======== Material to process
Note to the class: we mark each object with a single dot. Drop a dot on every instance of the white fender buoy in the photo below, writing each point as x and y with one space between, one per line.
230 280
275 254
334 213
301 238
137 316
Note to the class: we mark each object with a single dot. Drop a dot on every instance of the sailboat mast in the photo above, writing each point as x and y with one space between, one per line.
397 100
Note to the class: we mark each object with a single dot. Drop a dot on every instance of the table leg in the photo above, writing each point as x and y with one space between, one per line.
================
◆ **What is needed**
Copy the listing above line for line, with no changes.

◆ **Final result**
Note to the class: we mark each object with a single dot. Drop a dot on every instance of the white fender buoy in the photo below, writing each point as x and y with one space between, one per line.
230 280
275 254
334 213
301 238
137 316
Note to the class: we mark each object with a single dot. Drop a dot on every instance of the sailboat mast in the photo above, writing each point as x and y with one space between, one per line.
397 100
Note to the class: we mark each object with a single dot. Drop a dot on every instance of the table leg in the photo above, writing each point as x and y with one space between, one per line.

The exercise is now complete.